◆ TASK
Please reproduce the lines from the one that has "Report the position of every instance of the cascading" through the one that has "pixel 127 92", switching "pin" to "marker" and changing nothing else. Omit the pictures from your copy.

────────────────────

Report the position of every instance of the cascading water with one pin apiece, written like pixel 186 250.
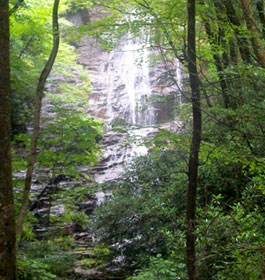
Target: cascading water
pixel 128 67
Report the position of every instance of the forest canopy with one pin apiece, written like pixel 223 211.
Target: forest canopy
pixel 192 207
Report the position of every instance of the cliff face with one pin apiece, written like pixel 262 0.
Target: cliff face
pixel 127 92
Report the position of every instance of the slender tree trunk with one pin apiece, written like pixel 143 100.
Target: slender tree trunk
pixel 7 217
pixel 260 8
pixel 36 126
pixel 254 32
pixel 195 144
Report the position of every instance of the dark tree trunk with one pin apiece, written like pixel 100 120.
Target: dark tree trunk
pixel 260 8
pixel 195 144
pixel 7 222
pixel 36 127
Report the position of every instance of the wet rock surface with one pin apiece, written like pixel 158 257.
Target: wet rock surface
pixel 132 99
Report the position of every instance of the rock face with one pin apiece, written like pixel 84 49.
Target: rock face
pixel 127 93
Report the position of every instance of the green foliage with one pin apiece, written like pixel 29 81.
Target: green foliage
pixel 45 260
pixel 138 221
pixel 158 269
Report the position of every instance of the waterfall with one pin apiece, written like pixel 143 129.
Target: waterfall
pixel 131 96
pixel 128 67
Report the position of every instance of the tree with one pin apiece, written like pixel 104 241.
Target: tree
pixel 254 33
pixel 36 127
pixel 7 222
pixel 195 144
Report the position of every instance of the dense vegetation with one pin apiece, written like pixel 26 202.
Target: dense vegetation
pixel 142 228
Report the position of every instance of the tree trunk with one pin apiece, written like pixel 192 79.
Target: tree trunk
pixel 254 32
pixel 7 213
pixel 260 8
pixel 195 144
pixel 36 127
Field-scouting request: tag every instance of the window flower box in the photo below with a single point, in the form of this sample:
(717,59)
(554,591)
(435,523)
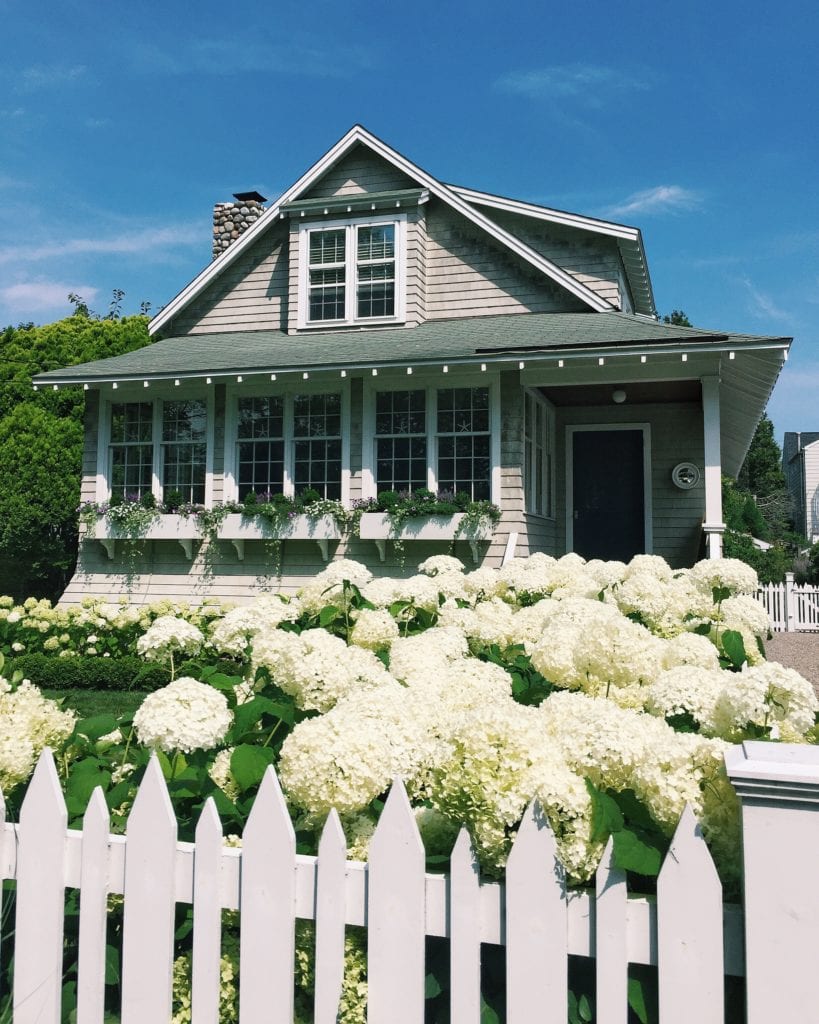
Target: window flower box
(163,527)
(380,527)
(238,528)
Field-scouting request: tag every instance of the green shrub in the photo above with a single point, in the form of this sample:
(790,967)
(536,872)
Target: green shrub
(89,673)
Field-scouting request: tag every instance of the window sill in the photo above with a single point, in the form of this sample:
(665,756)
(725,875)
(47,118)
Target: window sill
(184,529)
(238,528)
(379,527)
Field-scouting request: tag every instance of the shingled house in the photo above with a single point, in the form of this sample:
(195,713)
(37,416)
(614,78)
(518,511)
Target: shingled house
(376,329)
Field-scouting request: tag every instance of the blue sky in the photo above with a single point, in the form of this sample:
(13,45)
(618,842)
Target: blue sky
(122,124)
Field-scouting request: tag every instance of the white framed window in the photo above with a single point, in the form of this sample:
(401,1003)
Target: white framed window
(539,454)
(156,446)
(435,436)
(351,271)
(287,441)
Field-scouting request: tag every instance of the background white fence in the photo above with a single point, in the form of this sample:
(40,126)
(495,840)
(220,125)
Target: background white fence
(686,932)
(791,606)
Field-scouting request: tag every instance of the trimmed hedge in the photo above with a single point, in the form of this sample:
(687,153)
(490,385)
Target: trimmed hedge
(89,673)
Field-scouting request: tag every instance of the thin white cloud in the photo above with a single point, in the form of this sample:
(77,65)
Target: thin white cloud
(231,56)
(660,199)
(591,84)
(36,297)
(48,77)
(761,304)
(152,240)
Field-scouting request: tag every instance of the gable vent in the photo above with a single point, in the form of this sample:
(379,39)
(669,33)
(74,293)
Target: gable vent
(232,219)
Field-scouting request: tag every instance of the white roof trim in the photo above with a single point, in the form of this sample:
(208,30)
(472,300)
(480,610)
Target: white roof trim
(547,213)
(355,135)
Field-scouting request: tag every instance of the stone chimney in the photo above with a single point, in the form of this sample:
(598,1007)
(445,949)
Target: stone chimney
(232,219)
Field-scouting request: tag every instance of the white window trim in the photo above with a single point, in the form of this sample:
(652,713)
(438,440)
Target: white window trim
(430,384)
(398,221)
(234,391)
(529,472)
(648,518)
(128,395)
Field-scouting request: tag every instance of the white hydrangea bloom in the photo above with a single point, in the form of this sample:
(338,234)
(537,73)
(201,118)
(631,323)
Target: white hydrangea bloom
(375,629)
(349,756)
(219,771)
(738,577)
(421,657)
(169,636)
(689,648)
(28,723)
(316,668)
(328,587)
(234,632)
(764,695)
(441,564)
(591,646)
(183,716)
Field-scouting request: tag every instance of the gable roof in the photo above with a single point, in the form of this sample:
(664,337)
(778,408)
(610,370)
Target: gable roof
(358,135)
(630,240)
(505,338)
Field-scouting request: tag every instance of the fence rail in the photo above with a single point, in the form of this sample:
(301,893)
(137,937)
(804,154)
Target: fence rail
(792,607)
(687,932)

────────────────────

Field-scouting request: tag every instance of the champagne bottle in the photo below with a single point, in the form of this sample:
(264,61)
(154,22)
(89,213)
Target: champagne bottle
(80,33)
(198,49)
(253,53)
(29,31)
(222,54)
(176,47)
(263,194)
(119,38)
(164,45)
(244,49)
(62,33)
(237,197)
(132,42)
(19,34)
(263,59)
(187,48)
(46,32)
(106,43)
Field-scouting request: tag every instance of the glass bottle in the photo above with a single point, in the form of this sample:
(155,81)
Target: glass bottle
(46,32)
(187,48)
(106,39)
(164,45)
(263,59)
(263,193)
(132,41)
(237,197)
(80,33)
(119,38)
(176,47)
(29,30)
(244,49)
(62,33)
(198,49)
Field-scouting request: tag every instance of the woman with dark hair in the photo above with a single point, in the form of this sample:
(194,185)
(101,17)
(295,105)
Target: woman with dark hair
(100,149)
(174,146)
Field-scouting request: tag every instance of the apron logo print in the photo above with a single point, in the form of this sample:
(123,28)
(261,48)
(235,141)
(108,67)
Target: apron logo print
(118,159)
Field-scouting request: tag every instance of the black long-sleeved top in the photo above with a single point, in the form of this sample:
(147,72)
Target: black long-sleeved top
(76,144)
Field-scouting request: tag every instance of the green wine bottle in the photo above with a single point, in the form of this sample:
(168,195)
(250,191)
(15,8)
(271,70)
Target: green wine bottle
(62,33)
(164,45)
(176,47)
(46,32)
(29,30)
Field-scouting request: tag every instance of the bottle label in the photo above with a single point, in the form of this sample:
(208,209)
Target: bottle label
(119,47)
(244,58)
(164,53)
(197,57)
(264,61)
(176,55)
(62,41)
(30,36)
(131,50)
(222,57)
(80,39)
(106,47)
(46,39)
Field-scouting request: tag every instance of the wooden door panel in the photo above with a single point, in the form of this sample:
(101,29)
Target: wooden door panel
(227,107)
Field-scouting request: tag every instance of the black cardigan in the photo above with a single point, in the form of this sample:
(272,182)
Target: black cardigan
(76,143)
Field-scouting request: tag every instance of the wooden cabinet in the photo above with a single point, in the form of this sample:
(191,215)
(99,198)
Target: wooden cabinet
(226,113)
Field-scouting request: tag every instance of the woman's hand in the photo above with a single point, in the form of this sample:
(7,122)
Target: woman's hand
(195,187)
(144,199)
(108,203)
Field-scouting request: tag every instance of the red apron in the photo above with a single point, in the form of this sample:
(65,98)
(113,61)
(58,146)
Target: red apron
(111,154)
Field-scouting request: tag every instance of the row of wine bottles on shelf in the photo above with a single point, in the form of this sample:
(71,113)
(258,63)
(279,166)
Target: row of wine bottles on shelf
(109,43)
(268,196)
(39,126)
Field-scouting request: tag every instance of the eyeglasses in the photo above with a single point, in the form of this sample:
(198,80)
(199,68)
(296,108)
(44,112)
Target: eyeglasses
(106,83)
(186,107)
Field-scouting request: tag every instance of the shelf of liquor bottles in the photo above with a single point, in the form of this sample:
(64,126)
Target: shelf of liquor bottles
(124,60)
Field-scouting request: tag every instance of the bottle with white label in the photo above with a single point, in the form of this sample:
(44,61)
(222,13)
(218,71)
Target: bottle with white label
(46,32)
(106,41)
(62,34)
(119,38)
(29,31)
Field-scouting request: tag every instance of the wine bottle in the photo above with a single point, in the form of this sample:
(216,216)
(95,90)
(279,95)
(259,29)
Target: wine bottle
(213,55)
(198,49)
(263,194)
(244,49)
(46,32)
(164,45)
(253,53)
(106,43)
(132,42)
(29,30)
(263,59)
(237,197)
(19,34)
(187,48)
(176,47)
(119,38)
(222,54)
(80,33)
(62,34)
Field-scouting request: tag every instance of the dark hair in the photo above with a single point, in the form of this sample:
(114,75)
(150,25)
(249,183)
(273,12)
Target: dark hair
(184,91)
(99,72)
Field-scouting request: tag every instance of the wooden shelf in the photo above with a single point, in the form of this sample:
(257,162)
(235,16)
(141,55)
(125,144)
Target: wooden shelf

────────────────────

◆ COMPLETED TASK
Report the position of every instance of the cascading water with one marker apiece, written like pixel 186 250.
Target: cascading water
pixel 128 67
Report the position of every instance of the forest canopy with one marker apiece, written like pixel 223 211.
Target: forest canopy
pixel 192 207
Report the position of every instance of the cliff face with one marker apiece, written like pixel 262 0.
Target: cliff face
pixel 127 92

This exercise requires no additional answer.